Recorded data:
*** Block opens ***
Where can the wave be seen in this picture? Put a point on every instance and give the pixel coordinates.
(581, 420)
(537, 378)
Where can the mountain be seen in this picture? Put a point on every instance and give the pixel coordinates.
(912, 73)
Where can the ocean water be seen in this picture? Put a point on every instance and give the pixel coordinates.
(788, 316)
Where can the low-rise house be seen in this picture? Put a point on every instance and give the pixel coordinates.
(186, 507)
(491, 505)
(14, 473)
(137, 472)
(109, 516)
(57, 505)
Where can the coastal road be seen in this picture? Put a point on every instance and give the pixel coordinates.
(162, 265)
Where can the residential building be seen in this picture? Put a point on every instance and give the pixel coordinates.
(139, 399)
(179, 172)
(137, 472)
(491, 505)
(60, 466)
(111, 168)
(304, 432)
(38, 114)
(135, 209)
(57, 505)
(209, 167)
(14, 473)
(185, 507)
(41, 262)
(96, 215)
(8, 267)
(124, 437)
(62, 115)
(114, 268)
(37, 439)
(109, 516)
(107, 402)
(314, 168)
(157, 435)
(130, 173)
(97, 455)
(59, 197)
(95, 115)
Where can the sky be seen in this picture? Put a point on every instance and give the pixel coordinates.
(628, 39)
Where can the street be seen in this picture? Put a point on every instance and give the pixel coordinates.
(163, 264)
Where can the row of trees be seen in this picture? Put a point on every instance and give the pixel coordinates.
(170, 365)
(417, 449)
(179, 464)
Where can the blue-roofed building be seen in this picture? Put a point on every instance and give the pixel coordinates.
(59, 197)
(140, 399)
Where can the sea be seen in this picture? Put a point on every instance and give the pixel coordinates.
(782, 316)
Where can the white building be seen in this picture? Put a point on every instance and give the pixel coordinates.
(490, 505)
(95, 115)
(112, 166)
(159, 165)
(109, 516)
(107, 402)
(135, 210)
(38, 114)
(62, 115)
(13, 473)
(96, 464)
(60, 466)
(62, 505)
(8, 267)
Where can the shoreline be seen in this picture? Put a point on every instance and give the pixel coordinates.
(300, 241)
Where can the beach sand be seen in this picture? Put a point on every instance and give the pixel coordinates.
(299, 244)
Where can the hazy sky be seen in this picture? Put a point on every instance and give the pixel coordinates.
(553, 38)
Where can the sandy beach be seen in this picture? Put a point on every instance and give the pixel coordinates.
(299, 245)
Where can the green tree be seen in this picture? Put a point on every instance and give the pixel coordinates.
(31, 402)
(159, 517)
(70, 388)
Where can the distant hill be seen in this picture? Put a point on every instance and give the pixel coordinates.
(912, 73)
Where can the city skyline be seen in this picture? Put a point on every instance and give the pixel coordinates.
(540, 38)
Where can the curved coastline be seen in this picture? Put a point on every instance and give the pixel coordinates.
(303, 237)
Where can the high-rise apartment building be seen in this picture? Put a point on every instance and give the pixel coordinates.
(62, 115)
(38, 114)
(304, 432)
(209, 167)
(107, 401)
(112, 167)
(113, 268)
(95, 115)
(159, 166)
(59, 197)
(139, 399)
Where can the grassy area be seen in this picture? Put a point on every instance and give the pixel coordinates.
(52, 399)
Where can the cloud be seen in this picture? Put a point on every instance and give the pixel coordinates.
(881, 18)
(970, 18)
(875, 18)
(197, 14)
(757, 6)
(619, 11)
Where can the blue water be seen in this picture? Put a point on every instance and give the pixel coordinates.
*** Block closes ***
-- ASSIGNED TASK --
Copy out the records once more, exactly as they are written.

-- RESPONSE AREA --
Where can the wave be seen in this picture? Put a point on every instance and give the pixel coordinates.
(581, 420)
(537, 378)
Where can the mountain be seen in this picture? Put a point on every instance and give the pixel coordinates.
(912, 73)
Where can the ocean water be seen in this picture? Put a point on every instance and give the pixel coordinates.
(788, 316)
Where can the low-rise house be seen in this picture? Put a point on every instance and give the pixel coordinates.
(186, 507)
(491, 505)
(14, 473)
(137, 472)
(109, 516)
(57, 505)
Where can the coastal road be seen in this picture? Put a point on every instance and give the pixel coordinates.
(162, 265)
Where can the residential building be seen in this picture? Put a point on every instance and give the pixel coordinates.
(139, 399)
(179, 172)
(137, 472)
(491, 505)
(60, 466)
(111, 168)
(304, 432)
(38, 114)
(135, 209)
(57, 505)
(209, 167)
(14, 473)
(185, 507)
(41, 262)
(96, 215)
(8, 267)
(124, 437)
(62, 115)
(114, 268)
(37, 439)
(109, 516)
(107, 402)
(314, 168)
(157, 435)
(130, 173)
(97, 455)
(59, 197)
(95, 115)
Where can the sky be seen in this picture? Put a point on every instance and give the pixel coordinates.
(628, 39)
Where can the street be seen in this picture? Put a point on every instance and give the pixel coordinates.
(163, 264)
Where can the row of trees be seen in this picture? Put a point on every instance and give the pixel coordinates.
(170, 365)
(417, 449)
(179, 464)
Where can the blue-roofed building be seen in this picture? Put a point on every instance and give the pixel coordinates.
(59, 197)
(140, 399)
Where can the sea be seen in this picture? Put a point on every instance and give the pixel coordinates.
(782, 316)
Where can the white building be seen in this picture? Put a point on every instance and give the pixel coordinates.
(490, 505)
(95, 115)
(112, 166)
(159, 165)
(109, 516)
(107, 402)
(135, 210)
(38, 114)
(62, 115)
(13, 473)
(96, 464)
(60, 466)
(62, 505)
(8, 267)
Where can the shoreline be seen in this picture? Put a point on every instance and give the pixel coordinates.
(300, 241)
Where can the beach sand be seen in this picture? Put a point on every instance and give the pixel coordinates.
(299, 244)
Where can the hazy sky be seen in this picture? Put a point on every instance and give the pixel coordinates.
(553, 38)
Where can the sandy beach be seen in this picture? Put a point on every instance and give the pixel coordinates.
(299, 245)
Where can the green tree be seen in this picture? Put a point on every instance and give the pixel coordinates.
(31, 402)
(159, 517)
(70, 388)
Where can the distant hill be seen in this picture? Put a point on every instance and give the pixel coordinates.
(912, 73)
Where can the city skyline be seen in this picture? Put a point on every instance and give the pixel coordinates.
(540, 38)
Where can the curved coastline be seen in this picture? Put a point on every instance and give the pixel coordinates.
(303, 237)
Where can the high-rise apartment building be seen in this picture? Put a point on every instance and give the pixel coordinates.
(62, 115)
(38, 114)
(304, 432)
(209, 167)
(107, 401)
(112, 167)
(113, 268)
(95, 115)
(159, 166)
(59, 197)
(139, 399)
Where can the grassy area be seen in this picture? Put a point on every instance and give the pixel coordinates.
(52, 399)
Where can the cloud be seen in this picture? Put a point on every instance and give the pixel coordinates.
(881, 18)
(970, 18)
(875, 18)
(197, 14)
(757, 6)
(619, 11)
Where can the blue water be seen in this picture? Put a point on every instance and give the pixel coordinates.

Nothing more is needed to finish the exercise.